**What you are asked to do:** Beginning with the line where "Find the corn" appears, restate the lines word for word through the last one in the listing.

Saved entries:
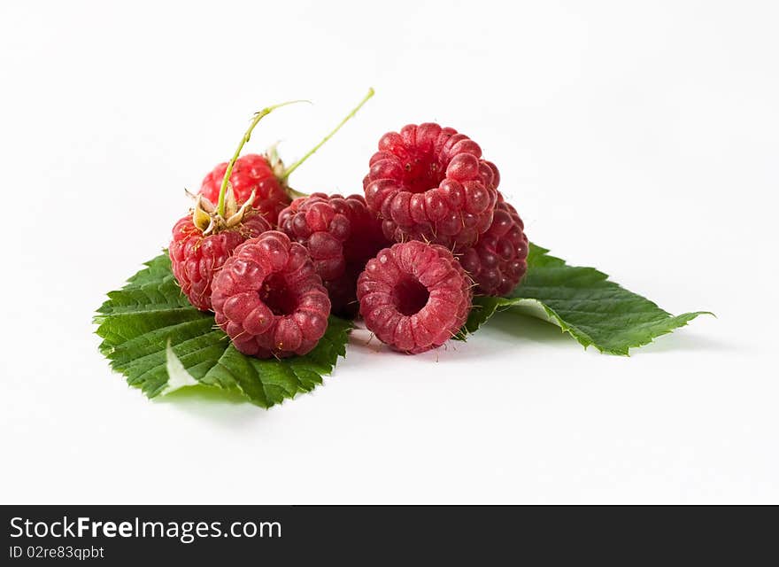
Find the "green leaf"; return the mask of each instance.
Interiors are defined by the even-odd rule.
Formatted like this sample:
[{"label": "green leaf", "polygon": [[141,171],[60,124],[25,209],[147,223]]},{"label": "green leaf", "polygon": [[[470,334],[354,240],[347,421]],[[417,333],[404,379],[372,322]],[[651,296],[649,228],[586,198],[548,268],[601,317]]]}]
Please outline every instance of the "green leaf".
[{"label": "green leaf", "polygon": [[608,280],[594,268],[568,266],[549,251],[530,245],[528,273],[505,298],[477,297],[464,333],[472,333],[498,309],[513,309],[551,322],[585,348],[628,354],[686,325],[706,311],[672,315],[649,299]]},{"label": "green leaf", "polygon": [[351,323],[330,317],[328,330],[305,356],[260,361],[239,353],[181,293],[161,254],[146,263],[121,290],[111,291],[95,316],[100,352],[130,385],[153,398],[189,385],[238,392],[270,408],[311,392],[346,354]]}]

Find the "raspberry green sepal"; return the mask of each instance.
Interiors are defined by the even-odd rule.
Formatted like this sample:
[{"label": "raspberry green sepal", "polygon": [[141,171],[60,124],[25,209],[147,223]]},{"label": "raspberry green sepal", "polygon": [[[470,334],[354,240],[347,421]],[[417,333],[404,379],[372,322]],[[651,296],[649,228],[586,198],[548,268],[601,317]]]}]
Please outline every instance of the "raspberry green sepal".
[{"label": "raspberry green sepal", "polygon": [[282,106],[287,106],[289,105],[295,105],[297,103],[309,103],[310,100],[290,100],[286,103],[281,103],[279,105],[274,105],[273,106],[267,106],[263,108],[261,111],[258,111],[254,113],[254,118],[251,119],[251,122],[249,124],[249,128],[243,134],[243,137],[241,138],[241,142],[238,144],[238,147],[235,148],[235,152],[233,154],[232,159],[228,163],[228,168],[225,170],[225,176],[222,179],[222,184],[220,188],[220,195],[219,195],[219,202],[217,203],[217,211],[219,214],[224,217],[225,216],[225,195],[227,193],[228,183],[230,181],[230,175],[233,173],[233,167],[235,166],[235,161],[237,161],[238,158],[241,156],[241,151],[243,149],[243,146],[249,142],[251,138],[251,131],[254,129],[254,127],[259,123],[263,118],[270,114],[273,111],[277,108],[281,108]]},{"label": "raspberry green sepal", "polygon": [[198,311],[181,293],[167,254],[108,296],[95,316],[100,352],[150,398],[197,384],[270,408],[321,384],[345,356],[351,329],[331,316],[324,337],[305,356],[261,361],[242,354],[213,315]]},{"label": "raspberry green sepal", "polygon": [[249,199],[238,206],[233,188],[230,183],[228,183],[225,212],[222,215],[215,210],[216,207],[206,198],[201,194],[196,195],[195,205],[192,207],[192,224],[197,227],[205,237],[222,230],[235,229],[243,221],[243,217],[251,210],[251,203],[253,202],[254,191],[251,191]]},{"label": "raspberry green sepal", "polygon": [[[473,333],[497,311],[511,309],[551,322],[587,348],[626,356],[708,311],[672,315],[629,291],[594,268],[569,266],[549,251],[530,245],[528,273],[508,296],[474,298],[463,336]],[[518,328],[521,331],[521,328]]]},{"label": "raspberry green sepal", "polygon": [[298,191],[289,187],[289,183],[285,175],[287,170],[284,167],[284,162],[282,160],[281,156],[279,156],[278,142],[266,150],[265,159],[267,160],[271,170],[274,172],[274,175],[279,180],[279,183],[282,185],[282,190],[287,193],[287,196],[289,198],[295,200],[298,197],[310,197],[309,193],[304,193],[303,191]]}]

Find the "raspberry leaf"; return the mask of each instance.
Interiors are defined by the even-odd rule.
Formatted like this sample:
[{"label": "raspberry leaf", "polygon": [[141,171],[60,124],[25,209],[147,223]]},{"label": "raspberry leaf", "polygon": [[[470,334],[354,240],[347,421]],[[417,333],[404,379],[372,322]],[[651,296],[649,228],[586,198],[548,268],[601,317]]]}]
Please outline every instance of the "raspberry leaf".
[{"label": "raspberry leaf", "polygon": [[686,325],[706,311],[672,315],[656,304],[609,281],[594,268],[569,266],[530,245],[528,273],[507,297],[477,297],[463,330],[475,331],[496,311],[513,309],[543,319],[567,332],[585,348],[627,355]]},{"label": "raspberry leaf", "polygon": [[213,320],[187,300],[167,254],[108,294],[95,322],[100,352],[130,385],[150,398],[202,384],[245,395],[270,408],[311,392],[346,353],[351,323],[330,317],[328,330],[305,356],[260,361],[235,350]]}]

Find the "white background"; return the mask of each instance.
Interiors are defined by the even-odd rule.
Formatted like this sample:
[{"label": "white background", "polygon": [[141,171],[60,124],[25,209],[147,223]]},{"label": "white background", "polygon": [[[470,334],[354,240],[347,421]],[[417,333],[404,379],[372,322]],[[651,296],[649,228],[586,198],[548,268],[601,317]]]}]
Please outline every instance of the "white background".
[{"label": "white background", "polygon": [[[117,3],[118,4],[118,3]],[[779,502],[772,2],[3,3],[0,501]],[[416,357],[358,332],[270,411],[149,401],[91,317],[185,187],[250,151],[354,192],[380,136],[475,139],[536,243],[673,313],[629,358],[497,318]]]}]

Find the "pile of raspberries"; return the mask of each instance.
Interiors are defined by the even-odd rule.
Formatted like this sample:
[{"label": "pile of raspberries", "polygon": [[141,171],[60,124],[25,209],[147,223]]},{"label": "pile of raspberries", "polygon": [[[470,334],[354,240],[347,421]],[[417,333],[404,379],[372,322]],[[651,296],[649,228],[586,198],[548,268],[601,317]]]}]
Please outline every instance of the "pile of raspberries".
[{"label": "pile of raspberries", "polygon": [[222,214],[228,164],[217,166],[169,247],[181,291],[245,354],[305,354],[331,313],[422,353],[460,330],[474,293],[505,295],[527,270],[528,238],[497,167],[453,128],[382,136],[364,196],[293,200],[272,161],[235,161]]}]

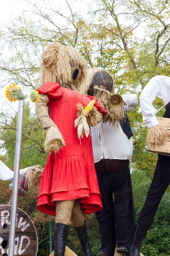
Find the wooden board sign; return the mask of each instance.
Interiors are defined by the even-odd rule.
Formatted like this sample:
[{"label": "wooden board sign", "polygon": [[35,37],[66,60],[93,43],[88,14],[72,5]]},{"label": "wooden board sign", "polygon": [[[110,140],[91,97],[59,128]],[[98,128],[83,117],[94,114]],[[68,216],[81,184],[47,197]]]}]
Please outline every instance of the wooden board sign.
[{"label": "wooden board sign", "polygon": [[[0,205],[0,256],[8,255],[11,211],[11,205]],[[38,239],[34,224],[23,211],[17,208],[17,212],[14,255],[36,256]]]},{"label": "wooden board sign", "polygon": [[156,154],[170,156],[170,118],[157,117],[160,125],[167,130],[169,136],[167,141],[162,145],[157,145],[152,144],[147,145],[147,150]]},{"label": "wooden board sign", "polygon": [[[54,256],[54,253],[53,251],[49,256]],[[67,246],[65,247],[65,256],[77,256],[76,253],[74,253],[72,250],[71,250],[71,249],[68,248]]]}]

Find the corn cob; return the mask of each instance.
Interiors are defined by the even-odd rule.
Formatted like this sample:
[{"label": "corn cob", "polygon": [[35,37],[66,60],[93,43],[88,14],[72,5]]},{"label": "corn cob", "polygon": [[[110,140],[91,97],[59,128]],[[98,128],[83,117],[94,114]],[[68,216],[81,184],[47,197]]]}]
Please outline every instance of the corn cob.
[{"label": "corn cob", "polygon": [[87,115],[89,112],[89,111],[94,106],[94,104],[96,103],[96,101],[95,99],[92,99],[91,102],[88,103],[88,105],[85,108],[83,111],[84,115],[85,116],[86,116]]}]

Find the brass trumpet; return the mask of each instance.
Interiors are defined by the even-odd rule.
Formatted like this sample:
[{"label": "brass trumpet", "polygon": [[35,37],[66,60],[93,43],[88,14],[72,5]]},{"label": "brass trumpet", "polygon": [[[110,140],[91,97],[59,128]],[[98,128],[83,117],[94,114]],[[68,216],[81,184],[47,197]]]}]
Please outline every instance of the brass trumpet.
[{"label": "brass trumpet", "polygon": [[120,108],[123,105],[123,100],[122,97],[119,94],[112,94],[108,90],[99,88],[98,86],[94,86],[93,88],[94,90],[94,96],[96,97],[98,91],[105,92],[108,94],[109,99],[108,100],[108,104],[113,108]]}]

**Result of this task:**
Find the corn cob; return the mask of each instance.
Interiors are defined by the even-odd rule.
Formatted like this sample:
[{"label": "corn cob", "polygon": [[35,37],[66,60],[93,43],[88,14],[72,5]]},{"label": "corn cob", "polygon": [[[110,140],[91,97],[59,128]],[[98,128],[83,117],[94,114]],[[68,216],[81,184],[47,197]]]}]
Please outline every instance of the corn cob.
[{"label": "corn cob", "polygon": [[87,115],[89,112],[89,111],[94,106],[94,104],[96,103],[96,101],[95,99],[92,99],[91,102],[88,103],[88,105],[85,108],[83,111],[84,115],[85,116],[86,116]]}]

Find the brass trumpet; return the mask of each instance.
Interiors are defined by the even-odd rule.
Formatted like this sample:
[{"label": "brass trumpet", "polygon": [[35,37],[66,60],[93,43],[88,14],[72,5]]},{"label": "brass trumpet", "polygon": [[[110,140],[91,97],[59,128]],[[98,128],[83,117],[94,114]],[[68,216],[81,184],[47,197]]]}]
Please outline every instance of the brass trumpet.
[{"label": "brass trumpet", "polygon": [[120,108],[123,105],[123,100],[122,97],[119,94],[112,94],[108,90],[99,88],[98,86],[94,86],[93,88],[94,90],[94,96],[96,97],[98,91],[105,92],[108,94],[109,99],[108,100],[108,104],[113,108]]}]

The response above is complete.